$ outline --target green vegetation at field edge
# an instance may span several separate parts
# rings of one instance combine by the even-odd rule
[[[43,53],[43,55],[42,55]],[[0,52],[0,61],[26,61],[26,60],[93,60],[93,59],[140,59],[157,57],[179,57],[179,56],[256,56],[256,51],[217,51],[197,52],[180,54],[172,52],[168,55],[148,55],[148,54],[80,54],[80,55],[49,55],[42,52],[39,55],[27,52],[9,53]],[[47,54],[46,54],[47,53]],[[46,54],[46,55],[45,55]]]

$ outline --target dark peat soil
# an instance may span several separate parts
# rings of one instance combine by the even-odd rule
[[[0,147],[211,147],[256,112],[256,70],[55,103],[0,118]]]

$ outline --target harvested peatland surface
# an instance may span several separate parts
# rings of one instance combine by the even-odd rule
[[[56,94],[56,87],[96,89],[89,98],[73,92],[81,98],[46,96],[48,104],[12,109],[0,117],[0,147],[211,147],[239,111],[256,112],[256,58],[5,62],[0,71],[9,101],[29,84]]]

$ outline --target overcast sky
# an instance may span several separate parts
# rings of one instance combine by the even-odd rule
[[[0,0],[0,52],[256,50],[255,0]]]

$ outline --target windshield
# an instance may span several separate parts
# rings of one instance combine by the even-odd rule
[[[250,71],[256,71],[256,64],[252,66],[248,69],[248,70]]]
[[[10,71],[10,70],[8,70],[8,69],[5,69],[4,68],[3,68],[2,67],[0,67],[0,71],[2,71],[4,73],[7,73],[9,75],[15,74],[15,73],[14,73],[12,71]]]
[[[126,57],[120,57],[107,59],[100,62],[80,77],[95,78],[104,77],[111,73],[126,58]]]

> Goal:
Copy all of the entries above word for word, with no changes.

> Answer to this problem:
$ outline --target green vegetation at field edge
# an instance may span several separate parts
# rings of one instance combine by the even-odd rule
[[[43,53],[43,55],[42,55]],[[0,52],[0,61],[26,61],[26,60],[93,60],[93,59],[140,59],[157,57],[179,57],[179,56],[256,56],[256,51],[217,51],[197,52],[180,54],[172,52],[168,55],[148,55],[148,54],[80,54],[80,55],[49,55],[42,52],[39,55],[27,52],[9,53]],[[47,54],[46,54],[47,53]],[[46,54],[46,55],[45,55]]]

$ outline --target dark peat soil
# an instance may span several separate parts
# rings of one instance combine by the even-odd rule
[[[0,147],[211,147],[256,112],[256,70],[55,103],[0,118]]]

$ outline --target harvested peatland surface
# an instance may span several separate parts
# rings of one instance combine by the even-odd rule
[[[56,94],[56,87],[96,89],[89,98],[73,92],[81,98],[46,96],[48,104],[12,109],[0,117],[0,147],[211,147],[239,111],[256,112],[256,58],[5,62],[0,71],[9,101],[29,84]]]

$ outline --target overcast sky
# an instance may span several separate parts
# rings of one instance combine by the even-odd rule
[[[0,0],[0,52],[256,50],[255,0]]]

$ outline --target windshield
# an instance may span several separate parts
# rings of one instance combine by the even-odd rule
[[[250,71],[256,71],[256,64],[252,66],[248,69],[248,70]]]
[[[10,71],[10,70],[8,70],[8,69],[5,69],[4,68],[3,68],[2,67],[0,67],[0,71],[2,71],[4,73],[7,73],[9,75],[15,74],[15,73],[14,73],[12,71]]]
[[[126,57],[120,57],[107,59],[100,62],[80,77],[95,78],[104,77],[111,73],[126,58]]]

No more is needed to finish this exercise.